-- Extracted data start --

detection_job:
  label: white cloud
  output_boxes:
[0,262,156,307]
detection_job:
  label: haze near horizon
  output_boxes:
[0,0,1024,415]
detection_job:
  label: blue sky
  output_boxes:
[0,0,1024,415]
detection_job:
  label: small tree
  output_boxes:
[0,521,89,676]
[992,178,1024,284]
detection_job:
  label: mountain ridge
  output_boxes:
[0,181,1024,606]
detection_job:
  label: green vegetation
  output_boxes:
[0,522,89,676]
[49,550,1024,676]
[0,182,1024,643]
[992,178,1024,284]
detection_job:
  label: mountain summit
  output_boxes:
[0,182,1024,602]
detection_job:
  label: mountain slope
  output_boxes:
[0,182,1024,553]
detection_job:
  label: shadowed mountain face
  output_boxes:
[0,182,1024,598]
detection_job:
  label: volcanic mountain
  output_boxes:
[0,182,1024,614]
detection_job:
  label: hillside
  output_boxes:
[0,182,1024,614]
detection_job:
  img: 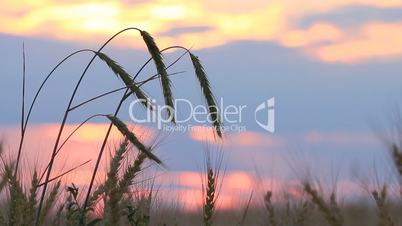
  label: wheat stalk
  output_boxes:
[303,182,342,226]
[190,53,222,137]
[39,181,61,224]
[106,115,162,164]
[204,168,216,226]
[371,185,394,226]
[264,191,278,226]
[95,52,153,110]
[141,31,175,122]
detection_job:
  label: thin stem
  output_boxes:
[35,28,141,226]
[15,49,93,175]
[39,114,104,182]
[79,46,192,226]
[37,160,91,187]
[14,43,25,179]
[70,71,185,111]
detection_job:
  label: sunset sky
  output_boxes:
[0,0,402,208]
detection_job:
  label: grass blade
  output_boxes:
[106,115,162,164]
[97,52,153,110]
[141,31,175,122]
[190,53,222,137]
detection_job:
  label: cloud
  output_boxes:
[303,131,380,145]
[312,23,402,63]
[0,0,402,63]
[189,126,284,147]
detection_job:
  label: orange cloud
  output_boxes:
[313,23,402,63]
[0,123,155,184]
[0,0,402,63]
[304,131,379,145]
[280,23,344,47]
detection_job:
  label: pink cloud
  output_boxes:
[189,126,284,147]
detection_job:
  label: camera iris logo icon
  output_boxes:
[254,97,275,133]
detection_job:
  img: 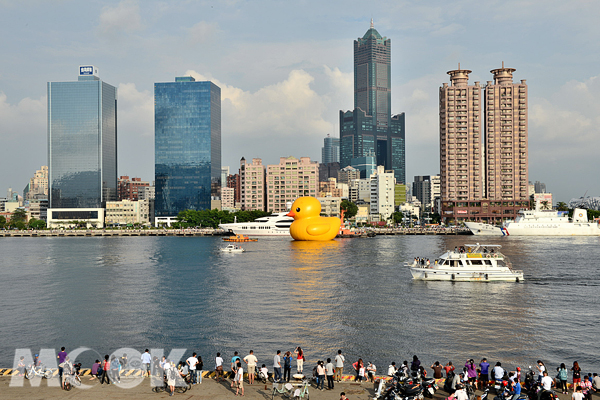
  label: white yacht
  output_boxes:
[465,204,600,236]
[405,243,523,282]
[219,213,294,236]
[221,244,246,253]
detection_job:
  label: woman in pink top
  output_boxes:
[294,346,305,374]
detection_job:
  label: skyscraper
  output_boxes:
[321,135,340,164]
[440,63,528,223]
[154,77,221,217]
[484,62,529,206]
[440,65,483,202]
[48,66,117,226]
[340,20,406,183]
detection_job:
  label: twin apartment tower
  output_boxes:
[440,63,529,222]
[48,21,528,226]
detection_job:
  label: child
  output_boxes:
[358,364,367,382]
[259,364,269,382]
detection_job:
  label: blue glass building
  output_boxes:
[154,77,221,217]
[48,66,117,212]
[340,21,406,183]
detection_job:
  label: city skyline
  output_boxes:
[0,1,600,201]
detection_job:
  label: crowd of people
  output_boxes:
[17,347,600,400]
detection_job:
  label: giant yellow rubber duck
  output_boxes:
[287,197,341,242]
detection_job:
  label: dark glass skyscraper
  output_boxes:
[154,77,221,217]
[340,21,406,183]
[48,66,117,209]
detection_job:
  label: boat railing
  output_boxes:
[448,250,506,259]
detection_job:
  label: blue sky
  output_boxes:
[0,0,600,201]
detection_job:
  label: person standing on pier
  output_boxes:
[335,350,346,383]
[56,347,67,389]
[273,350,281,382]
[142,349,152,376]
[244,350,258,385]
[294,346,305,374]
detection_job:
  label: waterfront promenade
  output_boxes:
[0,376,580,400]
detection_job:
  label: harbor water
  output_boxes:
[0,236,600,372]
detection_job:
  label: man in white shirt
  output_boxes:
[142,349,152,376]
[367,362,377,382]
[453,383,469,400]
[388,362,397,376]
[333,350,346,382]
[542,371,554,390]
[185,353,198,385]
[273,350,281,382]
[244,350,258,385]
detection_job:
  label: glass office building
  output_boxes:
[340,21,406,183]
[154,77,221,217]
[48,66,117,212]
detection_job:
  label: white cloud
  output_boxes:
[185,70,333,168]
[98,0,142,38]
[188,21,219,44]
[0,92,47,191]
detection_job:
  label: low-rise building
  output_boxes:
[117,175,150,201]
[46,208,104,229]
[105,200,154,225]
[221,187,235,211]
[266,157,319,213]
[240,157,265,211]
[371,166,396,221]
[317,196,342,217]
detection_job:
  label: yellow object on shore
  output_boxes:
[287,197,341,242]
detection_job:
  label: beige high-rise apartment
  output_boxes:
[240,157,265,211]
[440,63,528,223]
[485,63,529,205]
[267,157,319,213]
[440,64,483,202]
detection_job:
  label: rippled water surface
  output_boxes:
[0,236,600,371]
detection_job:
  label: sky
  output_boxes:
[0,0,600,202]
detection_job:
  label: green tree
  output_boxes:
[27,218,46,229]
[340,200,358,219]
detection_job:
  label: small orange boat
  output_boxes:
[223,235,258,242]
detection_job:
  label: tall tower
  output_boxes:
[154,77,221,217]
[485,63,529,201]
[440,63,529,223]
[354,19,392,128]
[48,66,117,226]
[340,20,406,183]
[440,65,483,205]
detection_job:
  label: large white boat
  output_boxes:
[465,205,600,236]
[219,213,294,236]
[405,243,523,282]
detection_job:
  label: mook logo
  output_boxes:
[79,66,94,75]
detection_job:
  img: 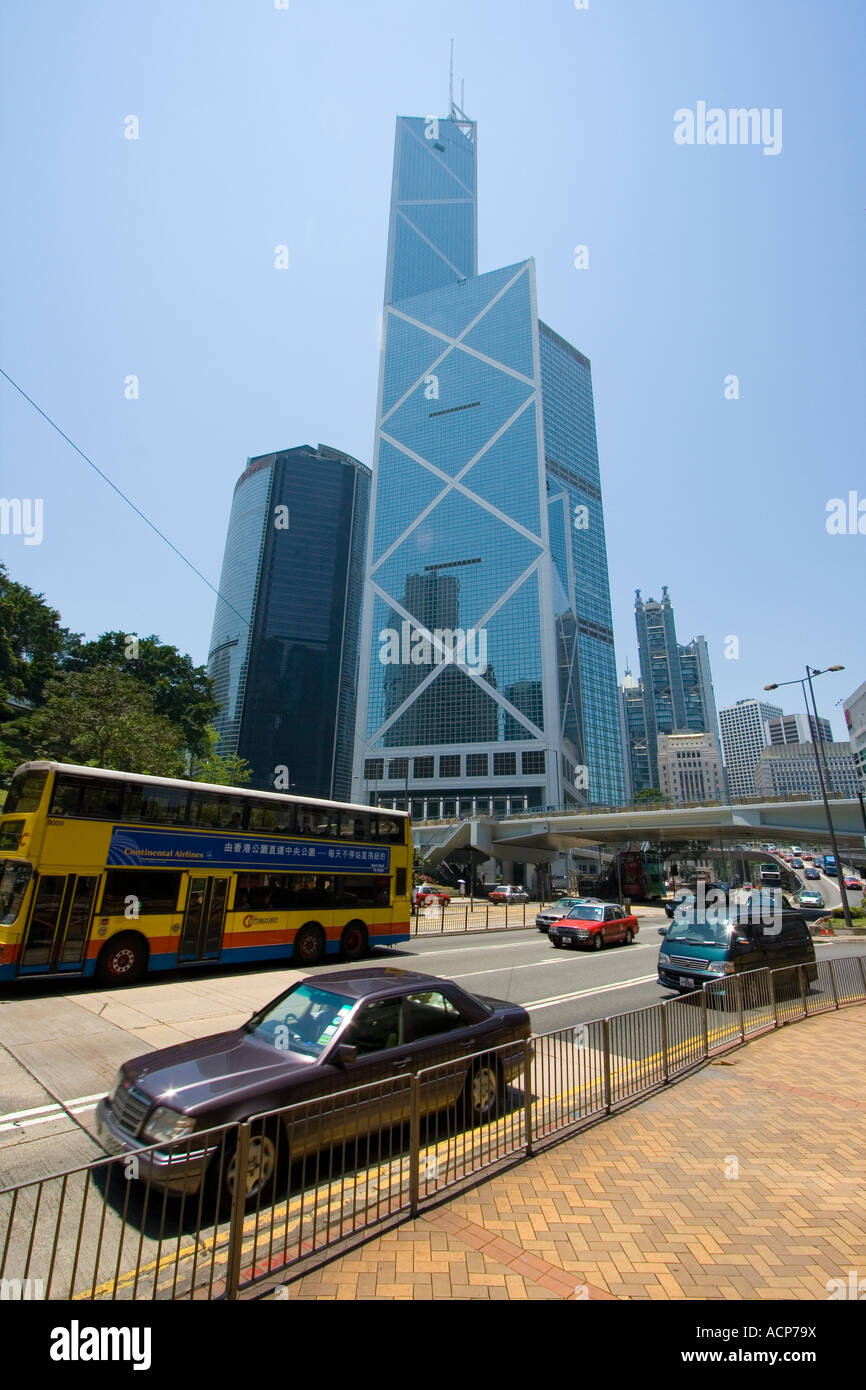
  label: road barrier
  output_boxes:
[410,898,545,937]
[0,956,866,1300]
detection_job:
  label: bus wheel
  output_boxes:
[339,922,367,960]
[96,931,147,986]
[292,922,325,965]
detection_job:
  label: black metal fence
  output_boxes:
[0,956,866,1300]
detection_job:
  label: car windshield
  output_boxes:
[664,891,791,947]
[246,984,356,1058]
[662,915,734,949]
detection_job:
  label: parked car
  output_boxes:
[96,966,531,1204]
[548,902,638,951]
[489,883,530,902]
[659,890,817,994]
[535,898,599,931]
[796,888,824,908]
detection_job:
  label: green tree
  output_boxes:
[0,563,79,708]
[25,666,185,777]
[189,724,253,787]
[68,632,220,758]
[0,563,79,777]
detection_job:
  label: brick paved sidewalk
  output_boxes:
[273,1008,866,1300]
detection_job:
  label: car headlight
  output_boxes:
[145,1105,196,1144]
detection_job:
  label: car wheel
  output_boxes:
[215,1127,285,1211]
[96,931,147,987]
[339,922,368,960]
[466,1062,502,1125]
[292,922,325,965]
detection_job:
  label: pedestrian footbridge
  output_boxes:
[413,796,866,865]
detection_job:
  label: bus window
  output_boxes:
[0,859,33,927]
[0,820,26,851]
[378,816,405,845]
[124,783,189,826]
[99,869,181,917]
[3,771,49,816]
[297,806,338,837]
[338,873,391,909]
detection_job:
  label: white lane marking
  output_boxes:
[0,1091,106,1133]
[406,927,542,960]
[514,973,659,1009]
[449,941,659,992]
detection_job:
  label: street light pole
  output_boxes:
[765,663,853,931]
[803,664,853,931]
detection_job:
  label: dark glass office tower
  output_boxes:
[209,443,370,801]
[628,585,719,791]
[353,107,623,816]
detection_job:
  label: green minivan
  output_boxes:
[659,890,817,994]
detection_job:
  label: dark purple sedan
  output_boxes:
[96,967,531,1202]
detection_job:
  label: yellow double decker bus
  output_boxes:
[0,762,411,986]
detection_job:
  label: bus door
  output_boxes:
[18,873,100,974]
[178,876,229,965]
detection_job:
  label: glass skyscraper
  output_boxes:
[353,107,623,817]
[207,443,370,801]
[623,585,719,792]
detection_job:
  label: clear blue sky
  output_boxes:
[0,0,866,737]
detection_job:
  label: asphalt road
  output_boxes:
[0,906,866,1187]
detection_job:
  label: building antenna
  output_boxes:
[448,39,455,115]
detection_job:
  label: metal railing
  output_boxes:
[410,898,555,937]
[0,956,866,1300]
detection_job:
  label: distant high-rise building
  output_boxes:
[755,741,860,801]
[657,733,727,805]
[842,681,866,791]
[719,699,781,801]
[353,107,623,816]
[207,443,370,801]
[767,710,833,748]
[620,671,652,801]
[628,585,719,791]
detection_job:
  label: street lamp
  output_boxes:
[765,663,853,931]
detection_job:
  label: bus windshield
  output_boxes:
[3,769,49,816]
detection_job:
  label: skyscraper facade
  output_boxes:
[209,443,371,801]
[353,107,623,817]
[767,710,833,748]
[628,585,719,791]
[719,699,781,801]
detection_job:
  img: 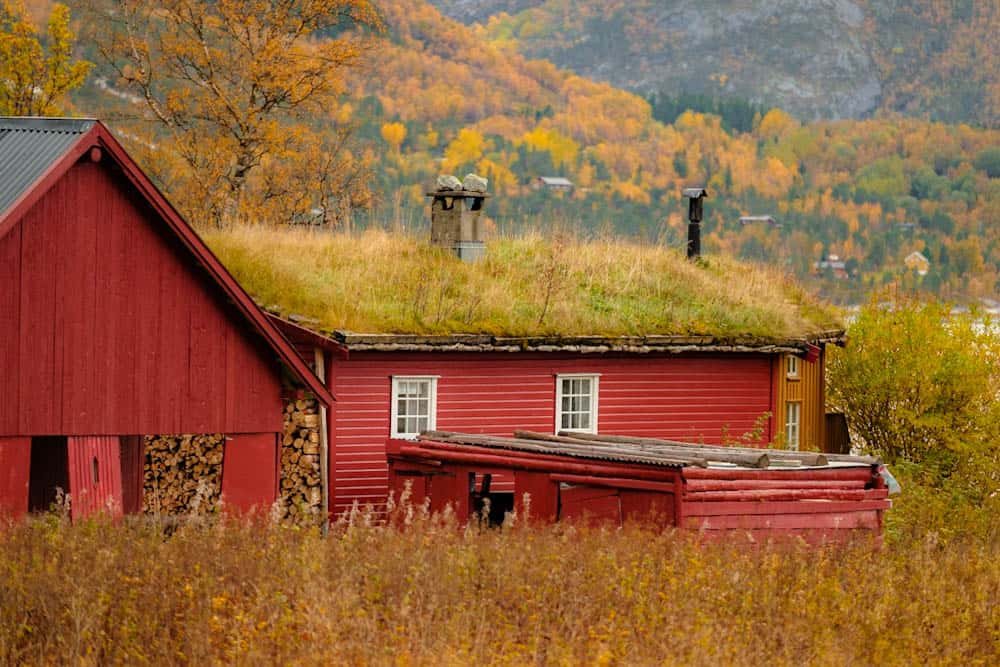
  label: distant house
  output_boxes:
[535,176,574,192]
[903,250,931,276]
[217,192,844,513]
[813,254,848,280]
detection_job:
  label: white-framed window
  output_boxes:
[785,401,802,451]
[556,373,599,433]
[785,354,799,380]
[390,375,438,438]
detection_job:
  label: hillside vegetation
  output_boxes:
[446,0,1000,128]
[351,0,1000,301]
[204,227,840,338]
[60,0,1000,302]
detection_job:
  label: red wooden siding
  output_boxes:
[121,435,145,514]
[0,162,282,435]
[329,353,772,514]
[0,438,31,518]
[68,436,122,519]
[222,433,279,512]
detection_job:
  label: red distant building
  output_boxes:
[0,118,331,516]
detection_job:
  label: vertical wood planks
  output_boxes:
[0,162,282,436]
[222,433,279,512]
[0,438,31,518]
[0,227,21,433]
[68,436,122,519]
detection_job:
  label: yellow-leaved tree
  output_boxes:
[0,0,92,116]
[85,0,382,226]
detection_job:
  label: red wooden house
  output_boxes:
[262,191,843,514]
[0,118,332,515]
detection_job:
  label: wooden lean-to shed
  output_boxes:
[387,431,891,543]
[0,118,332,516]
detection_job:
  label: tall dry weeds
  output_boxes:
[0,504,1000,665]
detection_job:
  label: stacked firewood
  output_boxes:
[281,398,323,523]
[142,433,225,515]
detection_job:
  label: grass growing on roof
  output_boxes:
[204,227,839,337]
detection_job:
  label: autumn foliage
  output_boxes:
[78,0,381,225]
[0,0,92,116]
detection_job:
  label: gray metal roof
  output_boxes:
[419,431,879,474]
[0,117,96,213]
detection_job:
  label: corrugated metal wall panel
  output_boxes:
[0,163,282,436]
[331,353,771,515]
[68,436,122,519]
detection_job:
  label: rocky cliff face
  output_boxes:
[436,0,881,119]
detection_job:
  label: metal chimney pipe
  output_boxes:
[683,188,708,259]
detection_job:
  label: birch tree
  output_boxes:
[86,0,381,225]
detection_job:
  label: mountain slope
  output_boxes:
[434,0,1000,127]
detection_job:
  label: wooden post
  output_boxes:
[313,347,330,535]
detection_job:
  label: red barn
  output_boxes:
[0,118,332,516]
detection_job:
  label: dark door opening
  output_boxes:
[469,473,514,526]
[28,435,69,512]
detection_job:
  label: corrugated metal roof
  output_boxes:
[0,117,96,213]
[420,431,878,470]
[420,432,704,468]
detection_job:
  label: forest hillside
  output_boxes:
[60,0,1000,303]
[432,0,1000,127]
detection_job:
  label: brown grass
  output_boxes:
[204,227,840,337]
[0,504,1000,665]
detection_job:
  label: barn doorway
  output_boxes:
[469,472,514,527]
[28,435,69,512]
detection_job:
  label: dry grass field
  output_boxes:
[0,490,1000,665]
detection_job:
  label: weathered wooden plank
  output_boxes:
[0,437,31,518]
[62,164,104,433]
[684,510,878,530]
[222,433,279,512]
[684,498,892,517]
[18,187,62,434]
[0,227,21,435]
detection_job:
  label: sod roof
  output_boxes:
[204,227,842,340]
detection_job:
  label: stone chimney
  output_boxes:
[427,174,490,262]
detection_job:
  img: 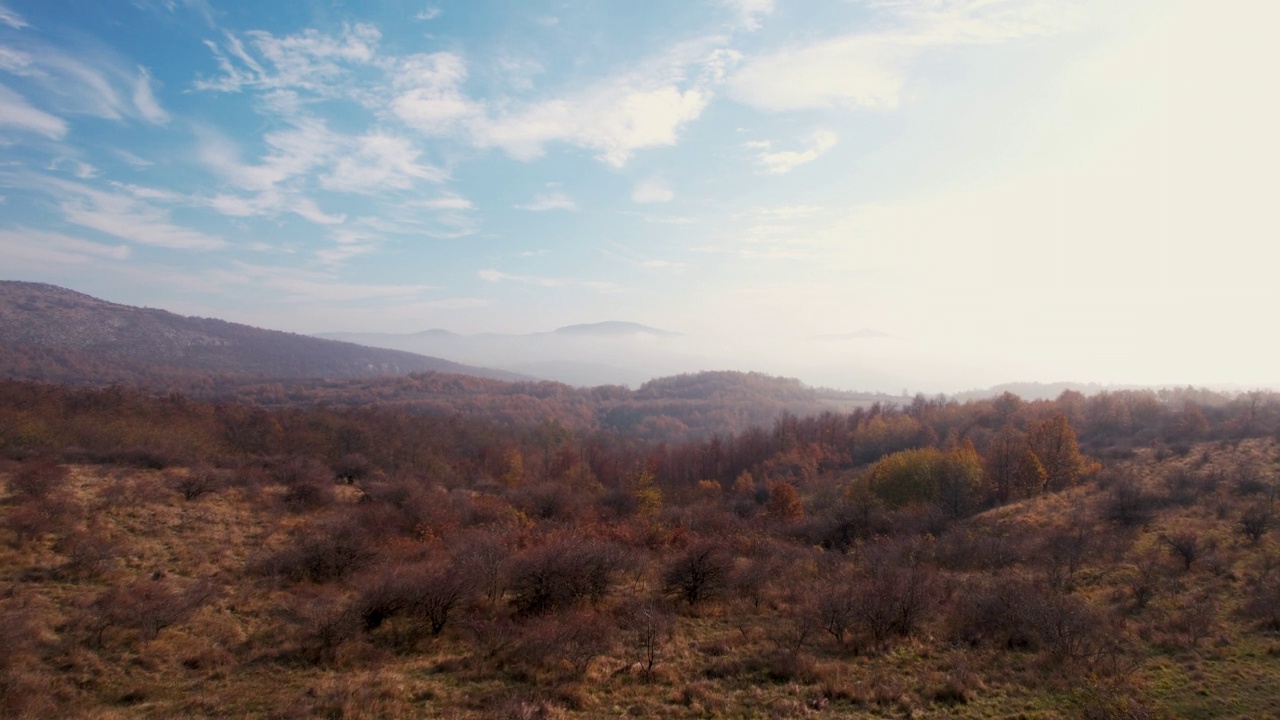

-- Extracted data end --

**Problem details**
From the listing above, extract every line that contains the string "boat".

**The solution**
  label: boat railing
  label: small orange boat
  label: large white boat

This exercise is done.